What you will do
In the Haskell discussion thread, on which newsgroup did the discussion about functional programming first start?

Haskell, anyone?

Discussion:

Haskell, anyone?

(too old to reply)

Paul Rubin

2015-11-28 20:40:52 UTC

[Note to whoever: this continues a discussion about functional
programming that started on comp.lang.ada but got off-topic for that
group so I've migrated it here. Please don't crosspost unless there's
significant Ada content in your post.]

For example, if you wanted to explain the factorial to a student who
has never been exposed to the concept, chances are that your first
approach wouldn't be to write on a blackboard
"fact 1 = 1 -- [order of these two lines switched by me -Paul]
fact n = n * fact (n-1)"

But that's the mathematical definition of the factorial--this isn't
grade school. I assume I'm explaining it to a professional trying to do
high-assurance programming so of course that's the definition I'd use.
Treating the above as Haskell code that purports to compute the
factorial, it's easier to reason about than the imperative loop version:

Let P(n) be the proposition "fact(n)=n!". We want to verify that P(n)
is true for all n. We prove it by induction. First, P(1) is obviously
true. Second, assume P(n) is true. So by substitution, fact(n+1) =
(n+1) * fact(n). And since P(n) is true by the induction hypothesis,
fact(n+1) = (n+1) * n! which is (n+1)!, which means we've proved P(n) =>
P(n+1). Therefore by induction, forall n. P(n), QED, so we've verified
the code, and this was very easy.

I'm out of my depth here, but I think to do the same thing with
imperative code is much messier, you have to put preconditions and
postconditions around every statement to prove the loop invariant that
you're going through factorials, etc. I guess you can do that with
SPARK but I don't know how it's done.

At the level of everyday coding though, going from loops to recursion is
nothing to be bothered about, trust me. It's like when people freak out
by whitespace as syntax when they first see Python, or by the
parentheses when they first see Lisp. You get used to it quickly and it
stops mattering. Or anyway, if it's really an obstacle, FP probably
isn't for you.

In any case, if you are using a machine which can only perform one
binary operation at a time, you will always need an accumulator to
compute the final result.

Entries supplied

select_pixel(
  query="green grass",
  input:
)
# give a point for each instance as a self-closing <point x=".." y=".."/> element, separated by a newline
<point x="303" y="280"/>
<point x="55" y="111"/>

Output
comp.lang.ada